-- 과제 안내 --
목록의 첫 줄부터 "[1234,0,1344,395]" 값이 들어 있는 줄까지 다시 옮겨 쓰고, 그 안의 "cypress tree" 부분을 "pine tree" 표현으로 바꾸세요. 나머지는 그대로 둡니다.

-- 제공된 목록 --
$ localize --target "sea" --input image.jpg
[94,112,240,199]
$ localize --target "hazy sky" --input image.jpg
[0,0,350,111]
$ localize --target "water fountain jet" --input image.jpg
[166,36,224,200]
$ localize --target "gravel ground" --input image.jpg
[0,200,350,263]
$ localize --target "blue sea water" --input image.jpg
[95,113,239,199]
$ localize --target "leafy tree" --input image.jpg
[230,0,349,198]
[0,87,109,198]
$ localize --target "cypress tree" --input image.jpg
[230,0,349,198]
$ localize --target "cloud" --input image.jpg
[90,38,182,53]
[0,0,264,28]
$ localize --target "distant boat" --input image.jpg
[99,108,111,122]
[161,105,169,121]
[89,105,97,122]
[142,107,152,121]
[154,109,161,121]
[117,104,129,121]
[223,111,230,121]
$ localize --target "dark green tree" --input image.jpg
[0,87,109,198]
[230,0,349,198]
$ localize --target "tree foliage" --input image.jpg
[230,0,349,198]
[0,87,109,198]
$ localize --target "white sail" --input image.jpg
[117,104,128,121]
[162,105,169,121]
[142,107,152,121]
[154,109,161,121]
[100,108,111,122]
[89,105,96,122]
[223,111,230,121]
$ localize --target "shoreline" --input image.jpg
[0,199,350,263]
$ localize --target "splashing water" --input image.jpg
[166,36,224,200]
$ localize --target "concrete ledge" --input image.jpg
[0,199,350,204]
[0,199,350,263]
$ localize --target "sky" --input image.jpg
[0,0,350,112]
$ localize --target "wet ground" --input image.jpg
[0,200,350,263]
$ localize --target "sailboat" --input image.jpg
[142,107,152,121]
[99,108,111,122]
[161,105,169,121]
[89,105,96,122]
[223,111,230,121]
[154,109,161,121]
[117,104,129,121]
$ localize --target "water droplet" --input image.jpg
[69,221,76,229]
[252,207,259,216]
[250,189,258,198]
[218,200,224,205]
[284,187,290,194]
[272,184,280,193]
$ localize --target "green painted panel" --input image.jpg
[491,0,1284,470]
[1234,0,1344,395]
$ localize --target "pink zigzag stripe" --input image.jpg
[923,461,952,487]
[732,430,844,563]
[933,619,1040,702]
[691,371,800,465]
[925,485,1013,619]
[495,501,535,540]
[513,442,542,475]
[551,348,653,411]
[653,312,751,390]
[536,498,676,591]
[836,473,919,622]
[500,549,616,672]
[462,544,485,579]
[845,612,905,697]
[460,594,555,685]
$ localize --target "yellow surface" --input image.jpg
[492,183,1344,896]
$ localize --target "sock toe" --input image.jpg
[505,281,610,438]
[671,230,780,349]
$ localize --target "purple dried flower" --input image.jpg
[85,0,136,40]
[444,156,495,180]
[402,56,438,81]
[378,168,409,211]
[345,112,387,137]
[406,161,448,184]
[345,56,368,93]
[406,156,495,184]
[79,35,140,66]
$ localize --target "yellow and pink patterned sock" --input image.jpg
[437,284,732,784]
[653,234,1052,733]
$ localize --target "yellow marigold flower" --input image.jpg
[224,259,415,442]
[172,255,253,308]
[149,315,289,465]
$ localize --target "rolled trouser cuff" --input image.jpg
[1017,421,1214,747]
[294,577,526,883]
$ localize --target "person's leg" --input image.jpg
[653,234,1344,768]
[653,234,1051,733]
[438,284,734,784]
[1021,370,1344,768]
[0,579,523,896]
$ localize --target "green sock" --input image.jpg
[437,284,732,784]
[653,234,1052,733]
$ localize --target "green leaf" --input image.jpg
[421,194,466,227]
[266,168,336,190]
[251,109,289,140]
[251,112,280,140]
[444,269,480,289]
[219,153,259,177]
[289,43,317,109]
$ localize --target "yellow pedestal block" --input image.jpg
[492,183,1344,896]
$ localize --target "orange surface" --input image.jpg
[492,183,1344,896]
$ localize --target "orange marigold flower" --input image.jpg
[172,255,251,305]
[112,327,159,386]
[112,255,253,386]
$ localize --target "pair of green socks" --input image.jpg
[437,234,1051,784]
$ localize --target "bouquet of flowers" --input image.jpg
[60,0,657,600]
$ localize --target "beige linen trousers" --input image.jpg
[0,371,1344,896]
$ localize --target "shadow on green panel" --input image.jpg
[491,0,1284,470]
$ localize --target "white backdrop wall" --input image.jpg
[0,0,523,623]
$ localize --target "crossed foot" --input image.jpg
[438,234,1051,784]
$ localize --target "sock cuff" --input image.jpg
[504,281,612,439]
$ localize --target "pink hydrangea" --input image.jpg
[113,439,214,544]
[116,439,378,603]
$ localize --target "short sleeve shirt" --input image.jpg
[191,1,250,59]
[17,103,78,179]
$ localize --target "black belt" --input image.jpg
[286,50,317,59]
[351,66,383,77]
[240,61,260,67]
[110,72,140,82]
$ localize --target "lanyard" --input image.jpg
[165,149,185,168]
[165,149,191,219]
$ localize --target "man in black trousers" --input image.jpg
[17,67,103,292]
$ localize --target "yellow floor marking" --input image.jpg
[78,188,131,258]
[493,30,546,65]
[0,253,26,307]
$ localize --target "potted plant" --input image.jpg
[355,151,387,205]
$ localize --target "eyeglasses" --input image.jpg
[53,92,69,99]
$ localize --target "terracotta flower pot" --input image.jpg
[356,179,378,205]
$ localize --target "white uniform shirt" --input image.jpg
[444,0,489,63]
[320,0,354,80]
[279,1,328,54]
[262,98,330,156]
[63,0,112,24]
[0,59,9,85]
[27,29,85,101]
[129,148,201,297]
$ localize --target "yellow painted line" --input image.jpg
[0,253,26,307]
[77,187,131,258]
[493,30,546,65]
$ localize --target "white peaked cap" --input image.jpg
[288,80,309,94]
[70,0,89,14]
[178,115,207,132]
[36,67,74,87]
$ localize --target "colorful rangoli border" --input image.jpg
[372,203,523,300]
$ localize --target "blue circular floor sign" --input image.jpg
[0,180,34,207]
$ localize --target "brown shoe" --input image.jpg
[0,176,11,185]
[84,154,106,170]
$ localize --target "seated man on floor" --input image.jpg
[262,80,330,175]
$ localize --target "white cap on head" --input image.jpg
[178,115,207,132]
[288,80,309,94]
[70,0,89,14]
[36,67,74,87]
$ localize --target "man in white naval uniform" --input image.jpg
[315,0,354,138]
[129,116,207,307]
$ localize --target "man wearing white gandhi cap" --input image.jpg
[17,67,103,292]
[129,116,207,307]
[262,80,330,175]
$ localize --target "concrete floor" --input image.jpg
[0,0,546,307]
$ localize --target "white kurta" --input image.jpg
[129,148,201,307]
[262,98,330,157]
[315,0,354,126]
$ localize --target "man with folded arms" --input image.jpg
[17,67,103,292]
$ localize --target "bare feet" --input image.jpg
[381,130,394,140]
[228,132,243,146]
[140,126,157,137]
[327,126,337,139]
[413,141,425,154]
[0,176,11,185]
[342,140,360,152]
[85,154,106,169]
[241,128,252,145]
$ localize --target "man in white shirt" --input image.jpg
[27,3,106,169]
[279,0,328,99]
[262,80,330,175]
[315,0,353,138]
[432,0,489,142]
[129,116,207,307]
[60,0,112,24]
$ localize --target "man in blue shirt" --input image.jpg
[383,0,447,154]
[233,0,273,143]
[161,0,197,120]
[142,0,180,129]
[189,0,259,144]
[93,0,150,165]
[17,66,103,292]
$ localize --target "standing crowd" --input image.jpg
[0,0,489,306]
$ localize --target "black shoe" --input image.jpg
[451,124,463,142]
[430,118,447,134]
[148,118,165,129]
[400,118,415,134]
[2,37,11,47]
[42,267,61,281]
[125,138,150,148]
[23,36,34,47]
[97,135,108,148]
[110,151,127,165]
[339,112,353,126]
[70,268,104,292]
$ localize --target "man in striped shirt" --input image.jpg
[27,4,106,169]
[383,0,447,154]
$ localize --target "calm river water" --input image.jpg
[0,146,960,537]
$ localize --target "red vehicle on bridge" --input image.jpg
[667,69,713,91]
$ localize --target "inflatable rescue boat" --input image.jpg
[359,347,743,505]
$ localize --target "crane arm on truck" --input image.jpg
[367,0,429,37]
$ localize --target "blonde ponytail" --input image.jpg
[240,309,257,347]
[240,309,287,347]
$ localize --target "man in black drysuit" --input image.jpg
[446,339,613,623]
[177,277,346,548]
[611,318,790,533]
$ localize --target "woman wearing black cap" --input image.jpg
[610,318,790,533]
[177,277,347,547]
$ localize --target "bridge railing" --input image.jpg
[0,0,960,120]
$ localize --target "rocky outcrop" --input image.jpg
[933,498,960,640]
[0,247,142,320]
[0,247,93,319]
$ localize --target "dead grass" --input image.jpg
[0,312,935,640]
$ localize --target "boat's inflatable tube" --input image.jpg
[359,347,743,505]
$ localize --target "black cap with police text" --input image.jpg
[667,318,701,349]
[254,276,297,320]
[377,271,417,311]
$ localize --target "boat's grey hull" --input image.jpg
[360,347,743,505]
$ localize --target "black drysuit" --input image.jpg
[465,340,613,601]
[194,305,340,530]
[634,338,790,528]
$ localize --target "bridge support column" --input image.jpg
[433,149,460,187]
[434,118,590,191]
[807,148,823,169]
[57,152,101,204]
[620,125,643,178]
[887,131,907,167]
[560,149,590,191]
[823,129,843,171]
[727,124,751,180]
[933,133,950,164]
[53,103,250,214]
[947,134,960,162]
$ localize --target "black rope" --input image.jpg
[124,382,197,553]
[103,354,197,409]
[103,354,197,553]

-- 문제 풀이 --
$ localize --target "sea" --input image.jpg
[94,112,240,199]
$ localize --target "hazy sky" --input image.jpg
[0,0,350,111]
$ localize --target "water fountain jet" --input image.jpg
[166,36,224,200]
$ localize --target "gravel ground" --input image.jpg
[0,200,350,263]
$ localize --target "blue sea water" --input image.jpg
[95,113,239,199]
$ localize --target "leafy tree" --input image.jpg
[230,0,349,198]
[0,87,109,198]
$ localize --target "pine tree" --input image.jpg
[230,0,349,198]
$ localize --target "cloud" --input image.jpg
[90,38,182,53]
[0,0,264,28]
$ localize --target "distant boat" --input image.jpg
[99,108,111,122]
[161,105,169,121]
[89,105,97,122]
[142,107,152,121]
[154,109,161,121]
[117,104,129,121]
[223,111,230,121]
$ localize --target "dark green tree" --input image.jpg
[0,87,109,198]
[230,0,349,198]
$ localize --target "tree foliage" --input image.jpg
[230,0,349,198]
[0,87,109,198]
$ localize --target "white sail" --input image.jpg
[117,104,128,121]
[162,105,169,121]
[142,107,152,121]
[154,109,161,121]
[100,108,111,122]
[89,105,96,122]
[223,111,230,121]
$ localize --target "shoreline" --input image.jpg
[0,199,350,263]
$ localize --target "splashing water" --input image.jpg
[166,36,224,200]
$ localize --target "concrete ledge" --input image.jpg
[0,199,350,204]
[0,199,350,263]
$ localize --target "sky" --input image.jpg
[0,0,350,112]
$ localize --target "wet ground" --input image.jpg
[0,200,350,263]
$ localize --target "sailboat" --input image.jpg
[142,107,152,121]
[99,108,111,122]
[161,105,169,121]
[89,105,96,122]
[223,111,230,121]
[154,109,161,121]
[117,104,129,121]
$ localize --target "water droplet" --input image.jpg
[69,221,76,229]
[252,207,259,216]
[250,189,258,198]
[218,200,224,205]
[284,187,290,194]
[272,184,280,193]
$ localize --target "green painted panel" --input image.jpg
[491,0,1284,470]
[1234,0,1344,395]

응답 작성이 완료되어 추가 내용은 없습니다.